▸ What needs to be done
The required output is the lines below from the line containing "of the navy" to the line containing "the red bangle", inclusive, retyped exactly. No other lines belong in it.

▸ Task inputs
%%

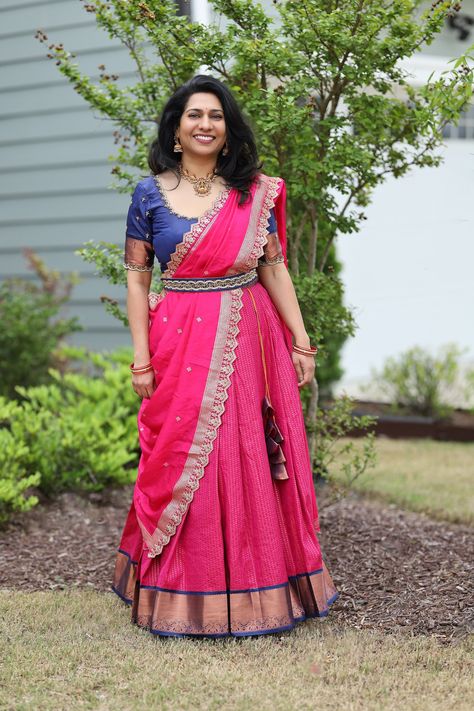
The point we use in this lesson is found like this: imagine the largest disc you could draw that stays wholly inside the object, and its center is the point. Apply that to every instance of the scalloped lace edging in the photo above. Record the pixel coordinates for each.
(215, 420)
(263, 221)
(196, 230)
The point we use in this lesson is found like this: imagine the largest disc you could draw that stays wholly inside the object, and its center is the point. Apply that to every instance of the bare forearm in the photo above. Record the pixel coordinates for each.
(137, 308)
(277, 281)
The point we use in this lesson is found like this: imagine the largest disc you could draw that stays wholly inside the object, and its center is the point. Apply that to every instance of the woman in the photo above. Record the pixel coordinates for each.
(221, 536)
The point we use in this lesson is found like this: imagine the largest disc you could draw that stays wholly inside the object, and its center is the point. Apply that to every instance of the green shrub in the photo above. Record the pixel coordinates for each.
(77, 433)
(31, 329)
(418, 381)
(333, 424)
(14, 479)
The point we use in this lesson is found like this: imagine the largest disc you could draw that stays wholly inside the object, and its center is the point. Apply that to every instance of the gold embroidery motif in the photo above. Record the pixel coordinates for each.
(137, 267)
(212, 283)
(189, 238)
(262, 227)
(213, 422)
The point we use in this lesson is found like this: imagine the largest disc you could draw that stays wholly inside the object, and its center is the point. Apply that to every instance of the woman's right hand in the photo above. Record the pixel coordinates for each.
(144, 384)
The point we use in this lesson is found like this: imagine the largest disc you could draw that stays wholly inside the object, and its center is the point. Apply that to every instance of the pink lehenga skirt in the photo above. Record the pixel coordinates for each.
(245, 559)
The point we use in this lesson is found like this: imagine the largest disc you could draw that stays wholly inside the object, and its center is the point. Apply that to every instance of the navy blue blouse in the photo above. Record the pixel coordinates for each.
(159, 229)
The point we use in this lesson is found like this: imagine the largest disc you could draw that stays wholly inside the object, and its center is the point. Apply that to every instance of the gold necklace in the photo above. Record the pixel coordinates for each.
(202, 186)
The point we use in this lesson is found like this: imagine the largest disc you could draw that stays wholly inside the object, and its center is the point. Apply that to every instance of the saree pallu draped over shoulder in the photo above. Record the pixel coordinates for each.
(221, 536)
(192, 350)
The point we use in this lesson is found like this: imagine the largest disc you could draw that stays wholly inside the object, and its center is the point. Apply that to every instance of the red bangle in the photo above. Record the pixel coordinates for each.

%%
%%

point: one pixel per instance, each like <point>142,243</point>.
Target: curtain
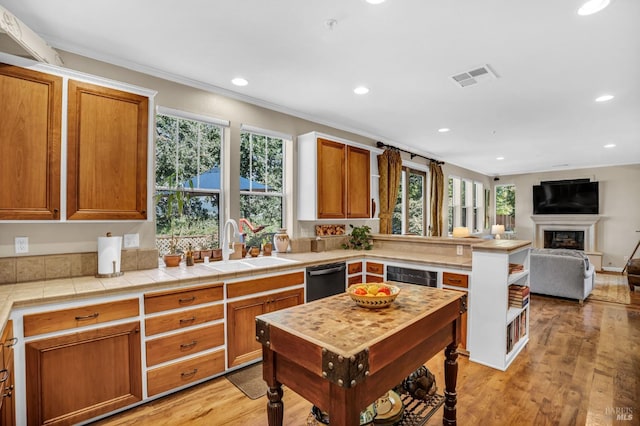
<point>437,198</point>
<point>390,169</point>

%%

▸ Output for this task
The point we use in this lesson is found like this: imagine the largest disc you could draw that stays wholly inside the object, and its center is the point. Apply that to every instance of the navy blue blouse in the photo above. Record the pixel coordinates for each.
(159, 229)
The point we use in this lesson is found like this: imagine the largest disc you could draw that stays wholly inside the object, and its center is the point. Apply that to every instance of the gold necklace in the photo above. Record the pixel coordinates for each.
(202, 186)
The point we use in this lesson is found like this: imagine the largest disc you could draw that stays wholly inside the object, and its center is the point. Apply that to every instance of the saree pallu draped over shoulder in the photo above. Record the pixel coordinates for each.
(221, 536)
(192, 350)
The point we use in this lesson is found like this: imagine the largest disc you could draw that stays wholly inside the object, and its center is the point. Apply that to every instance of the red bangle in the photo above. Record the pixel coordinates for each.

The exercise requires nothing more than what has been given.